*** DATA TO USE Section Begins ***

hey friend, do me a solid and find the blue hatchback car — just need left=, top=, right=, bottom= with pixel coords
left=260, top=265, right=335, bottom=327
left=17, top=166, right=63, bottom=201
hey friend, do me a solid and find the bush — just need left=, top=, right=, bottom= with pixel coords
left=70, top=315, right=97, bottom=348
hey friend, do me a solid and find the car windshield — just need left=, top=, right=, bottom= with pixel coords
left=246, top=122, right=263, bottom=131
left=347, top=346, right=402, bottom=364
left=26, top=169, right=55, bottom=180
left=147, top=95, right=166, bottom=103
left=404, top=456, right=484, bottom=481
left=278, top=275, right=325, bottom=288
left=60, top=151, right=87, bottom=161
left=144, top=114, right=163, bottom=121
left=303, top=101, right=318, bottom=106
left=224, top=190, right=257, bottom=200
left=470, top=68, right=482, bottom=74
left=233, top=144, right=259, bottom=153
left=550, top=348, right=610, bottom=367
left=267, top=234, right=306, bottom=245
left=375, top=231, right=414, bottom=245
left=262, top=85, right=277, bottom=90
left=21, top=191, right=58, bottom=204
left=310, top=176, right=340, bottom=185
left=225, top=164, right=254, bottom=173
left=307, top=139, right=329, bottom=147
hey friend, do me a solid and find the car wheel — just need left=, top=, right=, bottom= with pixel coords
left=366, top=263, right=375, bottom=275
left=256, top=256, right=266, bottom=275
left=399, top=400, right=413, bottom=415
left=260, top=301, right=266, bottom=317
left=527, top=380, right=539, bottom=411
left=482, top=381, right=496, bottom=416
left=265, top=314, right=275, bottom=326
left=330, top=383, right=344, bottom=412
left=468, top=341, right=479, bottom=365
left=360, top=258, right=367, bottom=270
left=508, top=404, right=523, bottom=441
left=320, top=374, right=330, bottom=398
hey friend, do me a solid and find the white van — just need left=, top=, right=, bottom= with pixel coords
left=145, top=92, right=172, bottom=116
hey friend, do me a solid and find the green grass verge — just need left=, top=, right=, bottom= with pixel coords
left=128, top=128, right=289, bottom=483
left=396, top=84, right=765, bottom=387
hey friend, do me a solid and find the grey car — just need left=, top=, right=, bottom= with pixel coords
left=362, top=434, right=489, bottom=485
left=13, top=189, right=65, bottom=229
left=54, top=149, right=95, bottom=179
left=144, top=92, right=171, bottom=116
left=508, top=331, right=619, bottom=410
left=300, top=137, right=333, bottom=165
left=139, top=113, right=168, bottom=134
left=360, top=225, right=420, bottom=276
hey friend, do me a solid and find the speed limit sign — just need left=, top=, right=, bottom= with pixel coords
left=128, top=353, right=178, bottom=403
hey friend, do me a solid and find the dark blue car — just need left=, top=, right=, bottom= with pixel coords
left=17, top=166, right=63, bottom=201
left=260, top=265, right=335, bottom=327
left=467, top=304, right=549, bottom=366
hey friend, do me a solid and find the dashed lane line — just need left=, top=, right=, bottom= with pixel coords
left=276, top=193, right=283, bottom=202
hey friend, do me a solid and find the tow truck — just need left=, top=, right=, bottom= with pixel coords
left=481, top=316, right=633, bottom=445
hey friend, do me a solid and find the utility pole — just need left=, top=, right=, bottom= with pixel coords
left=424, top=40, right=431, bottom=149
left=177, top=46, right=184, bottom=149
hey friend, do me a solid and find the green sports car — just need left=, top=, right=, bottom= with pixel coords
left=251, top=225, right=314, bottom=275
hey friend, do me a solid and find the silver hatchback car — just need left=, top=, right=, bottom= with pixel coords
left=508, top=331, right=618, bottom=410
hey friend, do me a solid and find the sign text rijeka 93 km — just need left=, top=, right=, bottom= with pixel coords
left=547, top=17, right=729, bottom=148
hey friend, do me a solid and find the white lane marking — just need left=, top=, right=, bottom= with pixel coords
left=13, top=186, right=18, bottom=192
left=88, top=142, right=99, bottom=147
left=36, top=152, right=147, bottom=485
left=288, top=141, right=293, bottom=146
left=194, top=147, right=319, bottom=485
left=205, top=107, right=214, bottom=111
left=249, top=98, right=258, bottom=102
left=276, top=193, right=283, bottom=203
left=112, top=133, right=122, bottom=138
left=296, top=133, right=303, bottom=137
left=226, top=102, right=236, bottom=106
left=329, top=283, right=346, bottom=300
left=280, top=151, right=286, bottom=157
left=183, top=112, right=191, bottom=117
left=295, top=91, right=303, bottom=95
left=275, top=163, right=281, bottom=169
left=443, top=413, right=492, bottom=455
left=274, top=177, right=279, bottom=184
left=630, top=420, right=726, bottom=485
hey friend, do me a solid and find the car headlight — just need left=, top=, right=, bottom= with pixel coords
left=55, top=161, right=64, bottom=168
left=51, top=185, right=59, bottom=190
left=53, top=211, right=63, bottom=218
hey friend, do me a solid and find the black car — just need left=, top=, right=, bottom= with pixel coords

*** DATA TO USE Section Ends ***

EXERCISE AIM: The whole block of data above should be printed again verbatim.

RESULT:
hey friend, do me a solid and find the blue hatchback car — just need left=, top=, right=, bottom= with pixel coords
left=260, top=265, right=335, bottom=327
left=17, top=166, right=63, bottom=201
hey friend, do me a solid and find the bush — just need left=, top=, right=, bottom= with pixel coords
left=70, top=315, right=97, bottom=348
hey friend, do me a solid and find the car windshield — just need left=, top=, right=, bottom= with pixel coords
left=246, top=122, right=263, bottom=131
left=347, top=346, right=402, bottom=364
left=26, top=169, right=55, bottom=180
left=147, top=95, right=166, bottom=103
left=404, top=456, right=484, bottom=481
left=278, top=275, right=325, bottom=288
left=60, top=151, right=87, bottom=161
left=144, top=114, right=163, bottom=121
left=303, top=101, right=318, bottom=106
left=224, top=190, right=257, bottom=200
left=470, top=68, right=482, bottom=74
left=233, top=144, right=259, bottom=153
left=550, top=348, right=610, bottom=367
left=267, top=234, right=306, bottom=245
left=375, top=231, right=414, bottom=245
left=262, top=85, right=277, bottom=90
left=21, top=191, right=58, bottom=204
left=310, top=176, right=340, bottom=185
left=225, top=164, right=254, bottom=173
left=307, top=139, right=329, bottom=147
hey friend, do me a solid and find the car wheel — just need left=, top=, right=, bottom= with pixel coords
left=366, top=263, right=375, bottom=275
left=256, top=256, right=266, bottom=275
left=399, top=400, right=413, bottom=415
left=260, top=301, right=266, bottom=317
left=527, top=380, right=539, bottom=411
left=482, top=381, right=496, bottom=416
left=265, top=314, right=275, bottom=326
left=330, top=383, right=344, bottom=412
left=468, top=341, right=479, bottom=365
left=360, top=258, right=367, bottom=270
left=508, top=404, right=523, bottom=441
left=320, top=374, right=330, bottom=398
hey friend, do me a solid and find the white van — just need left=, top=, right=, bottom= with pixel coords
left=145, top=92, right=172, bottom=116
hey friend, do me a solid and find the green grass verge — just need left=, top=, right=, bottom= with pixel coords
left=128, top=128, right=289, bottom=483
left=396, top=84, right=765, bottom=387
hey friend, do me a solid and find the grey car — just need left=, top=, right=, bottom= with pixel coords
left=362, top=434, right=489, bottom=485
left=13, top=189, right=65, bottom=229
left=54, top=149, right=95, bottom=179
left=144, top=92, right=171, bottom=116
left=508, top=331, right=619, bottom=410
left=300, top=137, right=333, bottom=165
left=139, top=113, right=168, bottom=134
left=360, top=225, right=420, bottom=276
hey friend, do me a solid and find the speed limit sign — just need left=, top=, right=, bottom= with pixel coords
left=128, top=353, right=178, bottom=403
hey friend, do me a solid and find the dark blue car — just need left=, top=, right=, bottom= with pixel coords
left=17, top=166, right=63, bottom=201
left=260, top=265, right=335, bottom=327
left=467, top=304, right=549, bottom=366
hey friend, do me a solid and find the dashed lane line — just need left=, top=, right=, bottom= with pixel coords
left=276, top=193, right=283, bottom=202
hey friend, do me a solid and find the tow truck — just need left=, top=, right=, bottom= with pixel coords
left=481, top=316, right=633, bottom=445
hey friend, do me a solid and find the utility pole — just need left=, top=, right=, bottom= with pixel coords
left=424, top=40, right=431, bottom=149
left=177, top=46, right=184, bottom=149
hey friend, do me a solid and find the green sports car — just need left=, top=, right=, bottom= with pixel coords
left=251, top=225, right=314, bottom=275
hey friend, do me a solid and find the silver hatchback car — just need left=, top=, right=, bottom= with pixel coords
left=508, top=331, right=618, bottom=410
hey friend, do me a solid and find the sign text rijeka 93 km — just need left=, top=, right=, bottom= with pixel coords
left=547, top=17, right=729, bottom=148
hey friend, do me a solid and find the white lane marking — just need left=, top=, right=, bottom= with pixel coords
left=13, top=186, right=18, bottom=192
left=88, top=142, right=99, bottom=147
left=36, top=152, right=147, bottom=485
left=288, top=141, right=293, bottom=146
left=194, top=147, right=319, bottom=485
left=205, top=107, right=214, bottom=111
left=249, top=98, right=258, bottom=102
left=276, top=193, right=283, bottom=203
left=112, top=133, right=122, bottom=138
left=296, top=133, right=303, bottom=137
left=226, top=102, right=236, bottom=106
left=329, top=283, right=346, bottom=300
left=280, top=151, right=286, bottom=157
left=183, top=112, right=191, bottom=117
left=295, top=91, right=303, bottom=95
left=275, top=163, right=281, bottom=169
left=443, top=413, right=492, bottom=455
left=274, top=177, right=279, bottom=184
left=630, top=420, right=726, bottom=485
hey friend, do me a solid and find the car headlight — just need left=, top=, right=, bottom= with pixel coords
left=55, top=161, right=64, bottom=168
left=51, top=185, right=59, bottom=190
left=53, top=211, right=63, bottom=218
hey friend, do me a solid and find the black car — just need left=, top=, right=, bottom= with pixel coords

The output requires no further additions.